Text excerpt start

A Model UN committee has many different states with divergent interests, all of which would like any final decisions to go their way. In order to manage tensions and allow the conversation about an issue to proceed fairly and efficiently, Model United Nations conferences are conducted according to formal rules of procedure. These rules govern the process of decisionmaking, regulating who can say what and when.
One of the best explanations of rules of procedure is available on the UNA-USA website. However, note that your conference will have its own, specific rules that might differ from other conferences. (For example, click here for an example of the National Model UN Rules of Procedure).
To watch a Model UN committee operate according to formal rules of procedure, watch the following video:
In the following, we outline in detail the process you will likely encounter in Model UN committee. Since there is much jargon and technical terminology, we recommend reading through the Model UN Glossary compiled by UNA-USA.
Opening Formal Session
Your committee will open in “Formal Session”, which is the most regulated form of conversation that will occur in a Model UN conference. All of you will be in delegations of one or two people; each delegation plays the role of representatives of a Member State or Observer in the United Nations. The Delegates will either be seated in rows or around a conference table, facing a Dais, a table where the Chair of the committee and his/her staff will sit facing you. The Chair manages the decisionmaking process of the committee and is the final judge over disputes about that process. S/he works to make sure it is fair, timely and efficient.
The Chair will open the session officially and deal with preliminary business. This will include taking attendance (in which you stand up with your placard and declare “The [Your State’s Name] is Present” — see the video below), setting the Speaking Time (sometimes this is set by the conference in advance), electing possible additional staff and seeking volunteers to serve as Pages (to collect and distribute notes throughout the committee room).

Text excerpt end
Entries supplied start

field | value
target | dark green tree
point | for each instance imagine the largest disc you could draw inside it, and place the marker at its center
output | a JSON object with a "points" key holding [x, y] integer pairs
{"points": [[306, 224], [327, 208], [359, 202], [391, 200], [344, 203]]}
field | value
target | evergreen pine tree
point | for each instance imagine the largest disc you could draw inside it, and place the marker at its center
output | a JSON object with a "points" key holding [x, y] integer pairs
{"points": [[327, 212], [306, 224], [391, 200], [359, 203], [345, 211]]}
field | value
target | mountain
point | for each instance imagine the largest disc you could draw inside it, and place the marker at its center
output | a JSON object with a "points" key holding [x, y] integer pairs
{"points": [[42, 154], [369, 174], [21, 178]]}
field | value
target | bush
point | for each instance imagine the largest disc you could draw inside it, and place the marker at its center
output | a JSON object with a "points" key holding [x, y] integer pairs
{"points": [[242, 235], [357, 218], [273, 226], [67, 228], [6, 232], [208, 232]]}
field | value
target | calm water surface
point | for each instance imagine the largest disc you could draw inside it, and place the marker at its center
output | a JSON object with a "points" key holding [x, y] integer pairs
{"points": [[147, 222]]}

Entries supplied end
Entries supplied start

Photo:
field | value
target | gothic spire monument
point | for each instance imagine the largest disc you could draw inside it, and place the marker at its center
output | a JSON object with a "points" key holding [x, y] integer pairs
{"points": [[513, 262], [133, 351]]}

Entries supplied end
Entries supplied start

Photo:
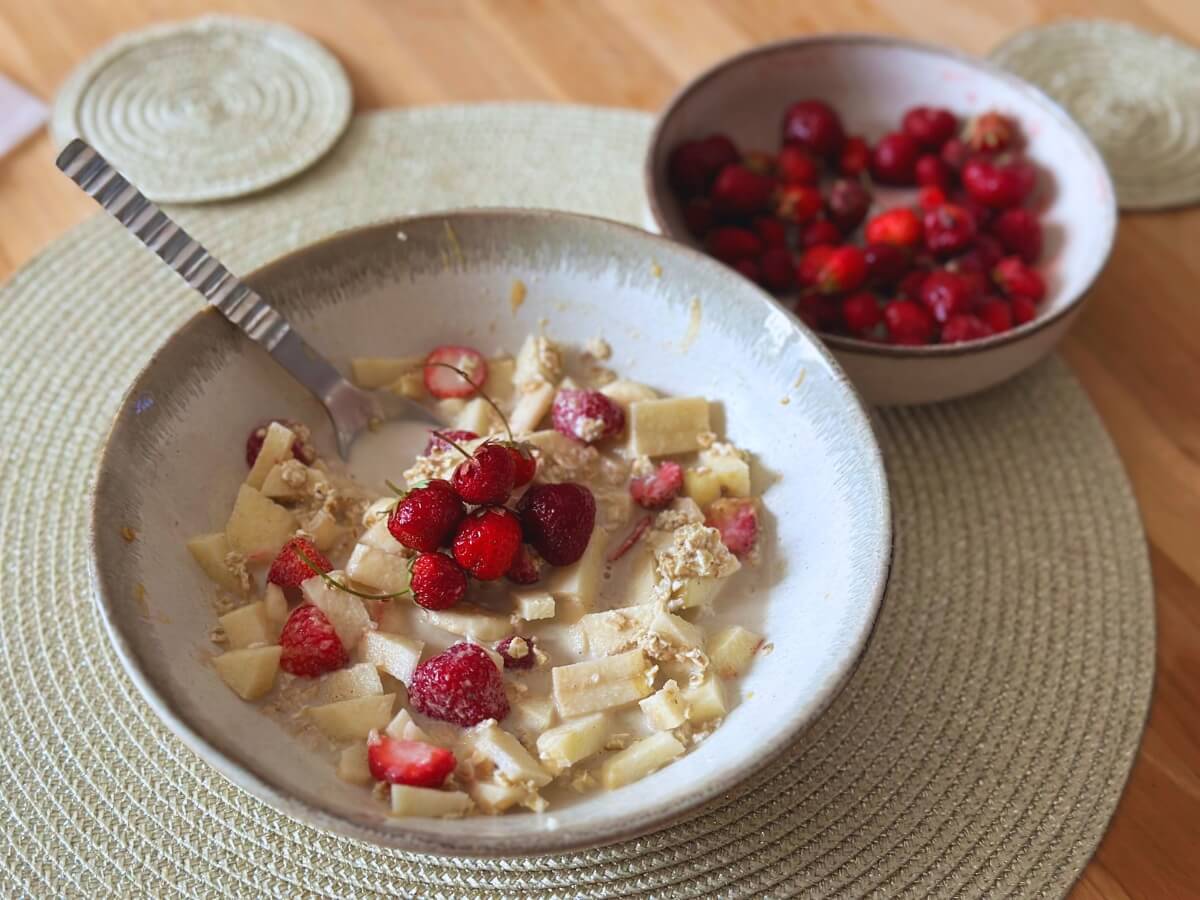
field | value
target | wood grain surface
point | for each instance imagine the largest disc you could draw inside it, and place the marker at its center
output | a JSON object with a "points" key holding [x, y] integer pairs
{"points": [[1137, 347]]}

Entries supplied end

Set tasks:
a – Can you answer these questions about the Model UN procedure text, one per line, marked the same way?
(i) According to the text, what do rules of procedure regulate?
(ii) Where do the Chair and the Chair's staff sit?
(iii) What do Pages do?
b – Could you pick up the Model UN procedure text after its last sentence and carry it on?
The listing is separate material, apart from the Model UN procedure text.

Results for the exercise:
a –
(i) Who can say what and when.
(ii) At the Dais, a table facing the delegates.
(iii) They collect and distribute notes throughout the committee room.

b –
After this, the first important task is setting the agenda. The Chair will open a Speakers List — the order in which States will speak during the session — asking committee members if they would be added to it. Each delegation will have been issued with a Placard, a piece of cardboard or plastic displaying their State’s name. To be added to the Speakers List, you will be asked to “raise your placard.” Raise it horizontally, so the Chair can read it. The Chair will then invite the delegation at the top of the Speakers List to the front of the room (or to a microphone) to deliver a formal speech, within the 30-90 seconds of Speaking Time on the order in which the committee should address the committee topics (this is not the time to deliver your policy recommendations — only to explain which of the agenda items is most urgent or most likely to achieve consensus). See the below video produced by Pace NYC Model UN students demonstrating how to get on the Speaker’s List.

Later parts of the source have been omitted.